Dataset entries
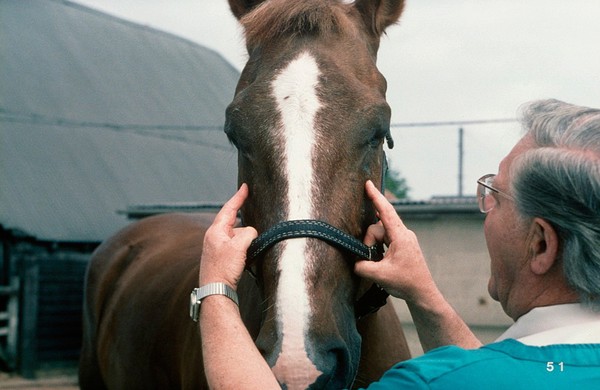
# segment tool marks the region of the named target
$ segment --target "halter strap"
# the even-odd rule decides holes
[[[264,251],[276,243],[290,238],[317,238],[346,250],[359,259],[379,261],[383,251],[377,245],[367,246],[357,238],[323,221],[301,219],[280,222],[255,238],[247,252],[249,262],[255,260]],[[355,303],[354,313],[357,320],[379,310],[386,304],[390,294],[374,283]]]
[[[347,250],[361,259],[377,261],[383,258],[377,245],[369,247],[355,237],[326,222],[299,219],[280,222],[258,236],[248,248],[248,260],[254,260],[279,241],[302,237],[318,238],[340,249]]]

• [Task instructions]
Could you output every entry exactly as written, skipping the pictures?

• [Answer section]
# segment tool marks the region of the named target
$ segment --target "halter strap"
# the even-odd rule decides holes
[[[264,251],[276,243],[290,238],[317,238],[346,250],[359,259],[379,261],[383,251],[377,245],[367,246],[357,238],[323,221],[301,219],[280,222],[255,238],[247,252],[249,262],[255,260]],[[355,303],[354,313],[357,320],[379,310],[386,304],[390,294],[374,283]]]
[[[347,250],[361,259],[377,261],[383,258],[377,245],[369,247],[355,237],[326,222],[299,219],[280,222],[258,236],[248,248],[248,260],[254,260],[279,241],[302,237],[318,238],[340,249]]]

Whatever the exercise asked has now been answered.